Retype the part of the comment thread below, starting at "One never do" and ending at "the news page.".

* Passage to read:
- - -

I made all my points, but since I have nothing else going on right now, I am happy to summarize them.
The article makes assumptions it can’t support with evidence, such as scientists are better communicators and New Yorkers are more sick than people in Seattle because of their character. This is also called stereotyping, which is something we should try to avoid. It’s also bullshit as scientific analysis.
As an afterthought, I saw this convoluted thinking as typical of the kind of writing one sees in the The New Yorker. The New Yorker is a magazine that insists on itself. It publishes skilled writers that unfortunately often write pretentious nonsense. It actually has something of a reputation for this among some folks. Other people see it as a reliable source of wit and wisdom. To each his own. I can attack the source if I like. It’s ridiculous for you to be personally insulted by that.
All my other points have been in response to personal attacks from you. I have tried to talk you back from the ledge, but you won’t let it go. Thus from you:
Classy.
when i'm fortunate enough to get some elitist to shine my shoes with one of these "sophisticated rags", i try to not spit on the Shoe Shine Boy.
One never do know,
when one will get to witness
the Underdog Show, and prey tell, when it doesn't work out well, as knot all
are like Sweet Polly, on Molly, while Pure and Bred till buttered, R
On Oh K shun, telling of the TRUTH, instead of the Trump words from Hell,
but , O well, asz sum prefer to variably dwell
Cause we is yes in French and knowledge isn't always Smart,
to repell ,
but, like takin a chance on a non pol, WHAT THE HELL
So we just have to throw out anything that is said because it can't be proven? Bye bye NT then, because that is pretty much most of what that I see on this site: Opinions masquerading as fact, stretched to the elastic limits of (il)logic and fallacious arguments delivered in a mean spirited and specious way. At least on the news page.
No, the headline is about communication of risk, what to do about that risk, and comparing two different ways that were taken to do the same. That is the information that I wished to convey by posting the story.

- - -

* Data supplied:
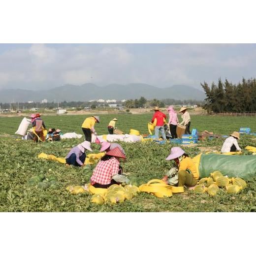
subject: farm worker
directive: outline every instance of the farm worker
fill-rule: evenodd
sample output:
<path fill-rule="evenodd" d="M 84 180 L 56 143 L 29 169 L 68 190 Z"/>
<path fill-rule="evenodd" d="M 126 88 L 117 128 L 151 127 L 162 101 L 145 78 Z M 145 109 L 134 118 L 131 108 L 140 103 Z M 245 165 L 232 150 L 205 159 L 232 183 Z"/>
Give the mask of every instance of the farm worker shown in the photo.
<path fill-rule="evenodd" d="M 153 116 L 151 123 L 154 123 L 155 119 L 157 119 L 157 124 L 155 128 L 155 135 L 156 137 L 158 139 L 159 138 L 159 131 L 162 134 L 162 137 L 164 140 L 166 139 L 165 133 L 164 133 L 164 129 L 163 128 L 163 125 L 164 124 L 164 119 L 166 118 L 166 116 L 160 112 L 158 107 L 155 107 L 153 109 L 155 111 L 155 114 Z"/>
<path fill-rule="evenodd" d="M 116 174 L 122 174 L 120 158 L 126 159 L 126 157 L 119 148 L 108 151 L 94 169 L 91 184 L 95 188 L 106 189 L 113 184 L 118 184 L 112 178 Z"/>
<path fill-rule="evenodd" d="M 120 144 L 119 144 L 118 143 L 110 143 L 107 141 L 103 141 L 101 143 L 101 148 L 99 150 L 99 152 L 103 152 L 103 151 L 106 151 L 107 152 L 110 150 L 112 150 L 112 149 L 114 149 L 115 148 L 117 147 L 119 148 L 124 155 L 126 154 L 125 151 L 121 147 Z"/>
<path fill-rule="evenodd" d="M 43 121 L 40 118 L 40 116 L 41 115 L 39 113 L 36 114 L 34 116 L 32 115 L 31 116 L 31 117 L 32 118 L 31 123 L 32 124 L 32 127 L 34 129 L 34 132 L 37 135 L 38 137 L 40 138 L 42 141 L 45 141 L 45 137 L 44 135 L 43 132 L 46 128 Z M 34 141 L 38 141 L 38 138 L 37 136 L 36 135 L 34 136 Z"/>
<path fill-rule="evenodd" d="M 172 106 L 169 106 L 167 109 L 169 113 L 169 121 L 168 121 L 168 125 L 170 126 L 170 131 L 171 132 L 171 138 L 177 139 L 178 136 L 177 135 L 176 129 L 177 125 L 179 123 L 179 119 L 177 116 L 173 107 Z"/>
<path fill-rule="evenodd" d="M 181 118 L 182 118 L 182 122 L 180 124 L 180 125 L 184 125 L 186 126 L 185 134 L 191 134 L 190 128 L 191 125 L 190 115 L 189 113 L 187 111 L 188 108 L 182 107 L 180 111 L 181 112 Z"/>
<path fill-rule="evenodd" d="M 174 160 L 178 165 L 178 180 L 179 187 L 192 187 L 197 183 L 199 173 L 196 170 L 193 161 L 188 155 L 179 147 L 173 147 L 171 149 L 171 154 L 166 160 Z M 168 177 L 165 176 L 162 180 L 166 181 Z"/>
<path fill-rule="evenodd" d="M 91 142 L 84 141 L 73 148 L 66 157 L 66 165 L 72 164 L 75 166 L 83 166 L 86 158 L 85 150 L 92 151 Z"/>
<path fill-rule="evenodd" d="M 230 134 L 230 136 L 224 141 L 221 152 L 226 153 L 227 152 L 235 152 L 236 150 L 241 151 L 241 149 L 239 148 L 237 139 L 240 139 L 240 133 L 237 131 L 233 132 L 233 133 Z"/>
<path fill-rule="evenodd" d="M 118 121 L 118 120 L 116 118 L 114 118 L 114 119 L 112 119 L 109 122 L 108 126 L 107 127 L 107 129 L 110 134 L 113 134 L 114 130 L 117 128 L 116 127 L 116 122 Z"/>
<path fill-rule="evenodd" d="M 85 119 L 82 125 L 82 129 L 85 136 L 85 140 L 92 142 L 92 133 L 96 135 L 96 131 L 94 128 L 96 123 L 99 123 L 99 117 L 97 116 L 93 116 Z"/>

- - -

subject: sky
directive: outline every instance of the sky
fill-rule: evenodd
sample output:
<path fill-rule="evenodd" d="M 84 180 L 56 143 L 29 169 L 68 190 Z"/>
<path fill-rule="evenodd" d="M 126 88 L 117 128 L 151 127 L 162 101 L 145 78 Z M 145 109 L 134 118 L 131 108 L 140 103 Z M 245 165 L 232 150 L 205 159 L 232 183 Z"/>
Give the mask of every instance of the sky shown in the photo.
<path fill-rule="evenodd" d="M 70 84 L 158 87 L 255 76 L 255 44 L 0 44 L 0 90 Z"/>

- - -

* Response to the exercise:
One never do know,
when one will get to witness
the Underdog Show, and prey tell, when it doesn't work out well, as knot all
are like Sweet Polly, on Molly, while Pure and Bred till buttered, R
On Oh K shun, telling of the TRUTH, instead of the Trump words from Hell,
but , O well, asz sum prefer to variably dwell
Cause we is yes in French and knowledge isn't always Smart,
to repell ,
but, like takin a chance on a non pol, WHAT THE HELL
So we just have to throw out anything that is said because it can't be proven? Bye bye NT then, because that is pretty much most of what that I see on this site: Opinions masquerading as fact, stretched to the elastic limits of (il)logic and fallacious arguments delivered in a mean spirited and specious way. At least on the news page.